AIM –
Copy everything from the line containing "Every instance of the man in teal" down to the end of the data, requests included, and raise every coordinate in the answers by 96. Leave the numbers in the requests and their format samples unchanged.
-*-
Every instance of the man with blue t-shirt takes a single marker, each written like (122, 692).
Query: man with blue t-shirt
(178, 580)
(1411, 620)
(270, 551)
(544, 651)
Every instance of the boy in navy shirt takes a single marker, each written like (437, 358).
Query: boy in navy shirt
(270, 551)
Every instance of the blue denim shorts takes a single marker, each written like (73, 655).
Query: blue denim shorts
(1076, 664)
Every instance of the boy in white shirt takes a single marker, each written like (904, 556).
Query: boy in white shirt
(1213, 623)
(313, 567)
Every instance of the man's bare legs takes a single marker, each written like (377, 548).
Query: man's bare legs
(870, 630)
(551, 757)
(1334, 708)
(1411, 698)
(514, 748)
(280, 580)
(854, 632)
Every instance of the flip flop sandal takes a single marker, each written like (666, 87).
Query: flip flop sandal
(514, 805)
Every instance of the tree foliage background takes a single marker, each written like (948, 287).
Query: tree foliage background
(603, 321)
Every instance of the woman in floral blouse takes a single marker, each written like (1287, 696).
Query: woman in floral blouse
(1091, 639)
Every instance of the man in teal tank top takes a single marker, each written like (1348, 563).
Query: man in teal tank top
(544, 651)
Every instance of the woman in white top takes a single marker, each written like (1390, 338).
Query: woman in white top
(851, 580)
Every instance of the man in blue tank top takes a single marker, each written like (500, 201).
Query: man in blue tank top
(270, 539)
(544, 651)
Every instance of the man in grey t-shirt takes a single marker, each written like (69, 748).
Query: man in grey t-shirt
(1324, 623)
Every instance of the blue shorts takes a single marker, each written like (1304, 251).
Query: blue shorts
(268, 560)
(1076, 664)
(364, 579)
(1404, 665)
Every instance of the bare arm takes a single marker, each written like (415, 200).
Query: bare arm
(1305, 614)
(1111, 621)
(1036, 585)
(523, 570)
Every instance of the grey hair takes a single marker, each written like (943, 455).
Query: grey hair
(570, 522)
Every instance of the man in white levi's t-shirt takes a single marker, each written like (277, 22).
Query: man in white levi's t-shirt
-*-
OUTPUT FOR THIS EXERCISE –
Every instance of the man in teal tank top takes a single marker, each written like (1348, 563).
Query: man in teal tank top
(640, 747)
Every instance of the woman in white top takes a single marker, each written like (1390, 338).
Query: woman in white top
(947, 676)
Every instance of the man in blue tank top takes a single marker, each written like (500, 201).
Query: man in blue tank top
(366, 635)
(640, 747)
Every instance of the man in grey t-shirt takes a single marker, each written like (69, 748).
Query: man in grey t-shirt
(1420, 719)
Every instance of the blue shorts takes a single marker, each written like (1304, 251).
Query: blue shorts
(364, 656)
(1172, 760)
(460, 675)
(1500, 761)
Every instance of the bare arm takes a single marker, each written like (415, 200).
Query: bare arm
(1401, 710)
(1207, 717)
(1132, 681)
(619, 666)
Every instance of the grey hair takes a single marker, each written like (943, 455).
Query: grey hair
(666, 618)
Every instance of the man in white levi's t-shirt takes a single marker, each written like (277, 22).
Query: man in white levi's t-shirt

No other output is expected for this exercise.